WHAT IS NEEDED:
Nothing but the line with "Can you find the sequin" and the lines after it, through the end of the records below, is to be repeated, exactly as it is.

DATA IN THIS EXERCISE:
____________
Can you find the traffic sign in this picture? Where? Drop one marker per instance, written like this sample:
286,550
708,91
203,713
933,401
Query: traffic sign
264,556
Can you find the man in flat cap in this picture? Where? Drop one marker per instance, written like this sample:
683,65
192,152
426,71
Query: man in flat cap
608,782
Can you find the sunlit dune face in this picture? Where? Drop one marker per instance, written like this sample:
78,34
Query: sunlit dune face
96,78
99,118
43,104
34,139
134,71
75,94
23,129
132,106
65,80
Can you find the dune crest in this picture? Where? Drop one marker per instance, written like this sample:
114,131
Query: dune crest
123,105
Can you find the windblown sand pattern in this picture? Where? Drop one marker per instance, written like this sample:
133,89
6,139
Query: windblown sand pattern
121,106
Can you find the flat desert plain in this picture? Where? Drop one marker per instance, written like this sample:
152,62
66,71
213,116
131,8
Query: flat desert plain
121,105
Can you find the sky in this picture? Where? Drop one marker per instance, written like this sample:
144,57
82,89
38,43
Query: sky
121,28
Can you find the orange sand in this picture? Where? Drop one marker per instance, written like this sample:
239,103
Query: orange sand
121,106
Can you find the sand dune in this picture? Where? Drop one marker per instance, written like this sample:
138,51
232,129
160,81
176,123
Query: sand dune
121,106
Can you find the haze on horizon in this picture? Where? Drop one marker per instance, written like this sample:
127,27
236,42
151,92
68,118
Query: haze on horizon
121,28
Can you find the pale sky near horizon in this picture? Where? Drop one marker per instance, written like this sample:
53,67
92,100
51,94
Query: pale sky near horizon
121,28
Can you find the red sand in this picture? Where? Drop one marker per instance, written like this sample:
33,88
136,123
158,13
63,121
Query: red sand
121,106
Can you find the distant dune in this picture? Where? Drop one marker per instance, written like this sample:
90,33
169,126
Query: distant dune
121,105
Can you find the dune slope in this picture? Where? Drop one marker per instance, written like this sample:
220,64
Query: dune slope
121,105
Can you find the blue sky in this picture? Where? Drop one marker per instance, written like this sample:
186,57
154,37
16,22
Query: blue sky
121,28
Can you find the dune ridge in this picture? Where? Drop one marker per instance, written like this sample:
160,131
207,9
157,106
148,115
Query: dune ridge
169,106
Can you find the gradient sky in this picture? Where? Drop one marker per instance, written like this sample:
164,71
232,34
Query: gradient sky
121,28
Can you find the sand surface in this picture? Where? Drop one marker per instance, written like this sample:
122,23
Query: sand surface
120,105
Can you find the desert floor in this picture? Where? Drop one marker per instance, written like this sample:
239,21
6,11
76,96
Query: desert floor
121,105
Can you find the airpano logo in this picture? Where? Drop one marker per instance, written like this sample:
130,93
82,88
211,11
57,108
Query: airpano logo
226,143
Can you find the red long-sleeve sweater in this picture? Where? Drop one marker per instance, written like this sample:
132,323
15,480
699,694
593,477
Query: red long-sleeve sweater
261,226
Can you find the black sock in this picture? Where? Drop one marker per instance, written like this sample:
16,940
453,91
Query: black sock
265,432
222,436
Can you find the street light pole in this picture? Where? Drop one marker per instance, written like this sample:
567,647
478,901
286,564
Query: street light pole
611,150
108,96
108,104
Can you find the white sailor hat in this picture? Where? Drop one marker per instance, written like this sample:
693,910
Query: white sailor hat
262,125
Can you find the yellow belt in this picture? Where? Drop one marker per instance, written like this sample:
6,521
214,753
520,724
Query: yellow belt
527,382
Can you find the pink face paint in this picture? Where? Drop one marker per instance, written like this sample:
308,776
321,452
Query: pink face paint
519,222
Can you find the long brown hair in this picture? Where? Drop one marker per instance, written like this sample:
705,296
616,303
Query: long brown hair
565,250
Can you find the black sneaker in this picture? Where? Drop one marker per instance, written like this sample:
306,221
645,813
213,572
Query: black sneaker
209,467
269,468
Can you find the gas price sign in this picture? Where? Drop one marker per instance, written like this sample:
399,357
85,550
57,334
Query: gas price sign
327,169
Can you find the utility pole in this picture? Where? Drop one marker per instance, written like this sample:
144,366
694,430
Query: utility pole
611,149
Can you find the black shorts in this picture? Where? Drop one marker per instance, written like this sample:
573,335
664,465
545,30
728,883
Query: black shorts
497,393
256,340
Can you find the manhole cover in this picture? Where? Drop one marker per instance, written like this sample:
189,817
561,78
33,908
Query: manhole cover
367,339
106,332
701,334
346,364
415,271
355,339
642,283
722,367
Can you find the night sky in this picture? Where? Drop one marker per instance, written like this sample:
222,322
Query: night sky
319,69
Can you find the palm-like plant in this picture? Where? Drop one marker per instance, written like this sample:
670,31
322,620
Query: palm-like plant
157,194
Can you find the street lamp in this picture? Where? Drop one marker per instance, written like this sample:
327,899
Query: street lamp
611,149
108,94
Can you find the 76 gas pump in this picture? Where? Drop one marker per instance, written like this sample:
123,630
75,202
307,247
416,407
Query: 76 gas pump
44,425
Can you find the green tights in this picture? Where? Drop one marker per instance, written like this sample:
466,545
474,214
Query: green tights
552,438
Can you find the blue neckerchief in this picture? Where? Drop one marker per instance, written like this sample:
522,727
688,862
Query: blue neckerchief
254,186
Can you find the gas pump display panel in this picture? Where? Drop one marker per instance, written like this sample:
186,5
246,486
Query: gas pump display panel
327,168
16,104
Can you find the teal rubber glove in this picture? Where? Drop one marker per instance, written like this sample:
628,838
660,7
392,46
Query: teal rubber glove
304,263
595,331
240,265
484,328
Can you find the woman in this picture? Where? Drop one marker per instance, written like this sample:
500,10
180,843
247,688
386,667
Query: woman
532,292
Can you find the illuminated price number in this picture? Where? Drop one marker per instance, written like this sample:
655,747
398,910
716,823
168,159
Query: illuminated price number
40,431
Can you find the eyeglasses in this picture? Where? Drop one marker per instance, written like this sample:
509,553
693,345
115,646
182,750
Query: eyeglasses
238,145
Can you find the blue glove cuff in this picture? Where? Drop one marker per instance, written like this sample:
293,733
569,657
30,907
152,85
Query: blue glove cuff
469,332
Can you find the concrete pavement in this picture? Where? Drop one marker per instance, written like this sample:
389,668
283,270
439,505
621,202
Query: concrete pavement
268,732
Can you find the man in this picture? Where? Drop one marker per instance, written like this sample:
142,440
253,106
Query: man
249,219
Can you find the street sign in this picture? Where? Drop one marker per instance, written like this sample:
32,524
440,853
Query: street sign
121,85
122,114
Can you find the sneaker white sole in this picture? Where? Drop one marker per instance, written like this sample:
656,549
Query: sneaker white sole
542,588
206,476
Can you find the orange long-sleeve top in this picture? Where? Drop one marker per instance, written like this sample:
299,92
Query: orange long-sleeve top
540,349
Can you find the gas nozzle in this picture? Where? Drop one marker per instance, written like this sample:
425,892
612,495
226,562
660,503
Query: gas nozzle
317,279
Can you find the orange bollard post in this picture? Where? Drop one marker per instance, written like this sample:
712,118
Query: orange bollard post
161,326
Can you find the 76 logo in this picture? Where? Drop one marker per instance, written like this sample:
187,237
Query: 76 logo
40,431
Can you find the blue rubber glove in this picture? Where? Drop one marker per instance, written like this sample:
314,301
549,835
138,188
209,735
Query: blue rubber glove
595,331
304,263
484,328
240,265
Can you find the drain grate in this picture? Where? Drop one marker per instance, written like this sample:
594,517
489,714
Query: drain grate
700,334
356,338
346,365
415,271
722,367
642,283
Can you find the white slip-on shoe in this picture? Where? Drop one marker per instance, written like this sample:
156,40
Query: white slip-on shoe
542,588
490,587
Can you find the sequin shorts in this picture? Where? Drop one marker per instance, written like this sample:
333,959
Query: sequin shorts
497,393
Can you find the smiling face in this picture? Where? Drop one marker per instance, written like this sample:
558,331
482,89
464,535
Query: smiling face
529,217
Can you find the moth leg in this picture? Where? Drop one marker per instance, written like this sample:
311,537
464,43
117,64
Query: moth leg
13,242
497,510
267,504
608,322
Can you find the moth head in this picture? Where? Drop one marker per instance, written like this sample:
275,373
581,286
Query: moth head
____________
RESULT FOR THIS EXERCISE:
Can you find the sequin shorts in this picture? Where? Drop one marker per instance, written like this sample:
333,959
Query: sequin shorts
497,393
Can you find the smiling face in this picture? Where? Drop one marker per instance, written like this sample:
558,331
482,89
464,535
Query: smiling face
529,217
Can you find the moth leg in this picture? Where? Drop one marker per instance, written like this sample:
311,537
464,43
117,64
Query: moth leg
13,242
497,510
267,504
608,322
Can you find the moth head in this picture? Where? Drop one marker per instance, written like this sample:
275,373
581,286
Query: moth head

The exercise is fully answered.